→ Required work
Copy all of the data below without altering a single line.

→ Given entries
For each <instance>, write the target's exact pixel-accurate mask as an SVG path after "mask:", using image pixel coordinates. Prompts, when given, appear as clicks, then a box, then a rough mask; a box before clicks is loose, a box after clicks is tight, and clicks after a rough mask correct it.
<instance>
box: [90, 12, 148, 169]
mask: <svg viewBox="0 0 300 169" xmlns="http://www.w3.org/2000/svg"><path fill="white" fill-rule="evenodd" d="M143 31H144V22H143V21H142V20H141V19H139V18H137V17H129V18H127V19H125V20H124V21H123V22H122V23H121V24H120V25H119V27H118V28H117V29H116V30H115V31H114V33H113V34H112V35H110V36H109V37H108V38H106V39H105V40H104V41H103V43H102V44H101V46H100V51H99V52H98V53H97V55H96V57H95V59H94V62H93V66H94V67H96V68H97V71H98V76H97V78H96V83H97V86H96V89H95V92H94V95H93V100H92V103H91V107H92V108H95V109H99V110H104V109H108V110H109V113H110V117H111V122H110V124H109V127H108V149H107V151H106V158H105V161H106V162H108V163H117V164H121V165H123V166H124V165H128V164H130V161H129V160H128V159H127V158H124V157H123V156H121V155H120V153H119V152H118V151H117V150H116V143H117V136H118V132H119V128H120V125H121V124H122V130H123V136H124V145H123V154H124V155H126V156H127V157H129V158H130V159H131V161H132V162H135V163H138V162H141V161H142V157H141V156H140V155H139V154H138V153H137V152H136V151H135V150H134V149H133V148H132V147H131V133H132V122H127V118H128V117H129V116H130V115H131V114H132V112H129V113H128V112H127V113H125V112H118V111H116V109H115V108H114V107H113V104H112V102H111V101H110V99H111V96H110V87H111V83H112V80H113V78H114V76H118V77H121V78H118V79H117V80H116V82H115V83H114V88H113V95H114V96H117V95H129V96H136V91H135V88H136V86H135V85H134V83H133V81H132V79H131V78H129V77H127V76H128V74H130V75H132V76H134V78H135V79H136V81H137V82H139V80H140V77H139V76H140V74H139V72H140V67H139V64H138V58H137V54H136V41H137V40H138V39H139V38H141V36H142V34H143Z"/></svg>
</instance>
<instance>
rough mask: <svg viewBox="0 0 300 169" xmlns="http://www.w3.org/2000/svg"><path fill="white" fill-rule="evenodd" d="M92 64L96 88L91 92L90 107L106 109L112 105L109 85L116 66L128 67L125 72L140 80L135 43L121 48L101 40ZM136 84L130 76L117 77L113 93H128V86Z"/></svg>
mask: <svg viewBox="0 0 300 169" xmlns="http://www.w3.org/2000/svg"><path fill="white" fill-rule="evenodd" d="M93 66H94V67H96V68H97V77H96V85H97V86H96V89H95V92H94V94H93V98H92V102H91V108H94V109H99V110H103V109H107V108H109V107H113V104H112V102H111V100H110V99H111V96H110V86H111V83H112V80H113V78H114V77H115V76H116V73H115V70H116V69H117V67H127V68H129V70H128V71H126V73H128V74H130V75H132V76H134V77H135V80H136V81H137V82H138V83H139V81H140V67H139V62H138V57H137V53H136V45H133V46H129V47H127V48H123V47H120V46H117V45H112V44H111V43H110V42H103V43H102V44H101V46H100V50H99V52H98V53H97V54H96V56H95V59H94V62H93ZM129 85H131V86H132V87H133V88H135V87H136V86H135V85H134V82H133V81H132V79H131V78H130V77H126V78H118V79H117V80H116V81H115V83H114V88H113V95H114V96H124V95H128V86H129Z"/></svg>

→ Exercise response
For each <instance>, write the target's exact pixel-accurate mask as an SVG path after "mask:", using image pixel coordinates. Prompts, when given, appear as clicks, then a box, then a rough mask; a box before clicks is loose, a box after clicks is tight, and clicks after a rough mask correct it.
<instance>
box: [90, 12, 148, 169]
mask: <svg viewBox="0 0 300 169" xmlns="http://www.w3.org/2000/svg"><path fill="white" fill-rule="evenodd" d="M143 31H144V22H143V21H142V20H141V19H139V18H137V17H129V18H127V19H125V20H124V21H123V22H122V23H121V24H120V25H119V27H118V28H117V29H116V30H115V31H114V33H113V34H112V35H110V36H109V37H108V38H106V39H105V40H104V41H103V43H102V44H101V46H100V51H99V52H98V53H97V55H96V57H95V59H94V62H93V66H94V67H96V68H97V71H98V76H97V78H96V83H97V86H96V89H95V92H94V95H93V100H92V103H91V107H92V108H95V109H99V110H104V109H108V110H109V113H110V117H111V122H110V124H109V127H108V149H107V151H106V158H105V161H106V162H108V163H117V164H121V165H123V166H124V165H128V164H130V161H129V160H128V159H127V158H124V157H123V156H121V155H120V153H119V152H118V151H117V150H116V143H117V136H118V132H119V128H120V125H121V124H122V130H123V136H124V145H123V154H124V155H126V156H127V157H129V158H130V159H131V161H132V162H135V163H138V162H141V161H142V157H141V156H140V155H139V154H138V153H137V152H136V151H135V150H134V149H133V148H132V147H131V133H132V122H127V118H128V117H129V116H130V115H131V114H132V112H129V113H128V112H127V113H125V112H118V111H116V109H115V108H114V107H113V104H112V102H111V101H110V99H111V96H110V87H111V83H112V80H113V78H114V76H118V77H121V78H118V79H117V80H116V82H115V83H114V88H113V95H114V96H117V95H129V96H136V91H135V88H136V86H135V85H134V83H133V81H132V79H131V78H129V77H127V76H128V74H130V75H132V76H134V78H135V79H136V81H137V82H139V80H140V77H139V76H140V74H139V72H140V67H139V64H138V58H137V54H136V41H137V40H138V39H139V38H141V36H142V34H143Z"/></svg>
</instance>
<instance>
rough mask: <svg viewBox="0 0 300 169" xmlns="http://www.w3.org/2000/svg"><path fill="white" fill-rule="evenodd" d="M92 64L96 88L91 92L90 107L106 109L112 105L109 85L116 66L128 67L125 72L140 80L135 43L121 48L101 40ZM136 84L130 76L117 77L113 93H128V86Z"/></svg>
mask: <svg viewBox="0 0 300 169" xmlns="http://www.w3.org/2000/svg"><path fill="white" fill-rule="evenodd" d="M93 66H94V67H96V68H97V77H96V85H97V86H96V89H95V92H94V94H93V98H92V102H91V108H94V109H99V110H103V109H107V108H109V107H113V104H112V102H111V100H110V99H111V96H110V86H111V83H112V80H113V78H114V77H115V76H116V73H115V70H116V69H117V67H127V68H129V70H128V71H126V73H128V74H130V75H132V76H134V77H135V80H136V81H137V82H138V83H139V81H140V67H139V62H138V57H137V53H136V45H133V46H129V47H127V48H123V47H120V46H117V45H112V44H111V43H110V42H103V43H102V44H101V46H100V50H99V52H98V53H97V54H96V56H95V59H94V62H93ZM129 85H131V86H132V87H133V88H135V87H136V86H135V85H134V82H133V81H132V79H131V78H130V77H126V78H118V79H117V80H116V81H115V83H114V88H113V95H114V96H124V95H128V86H129Z"/></svg>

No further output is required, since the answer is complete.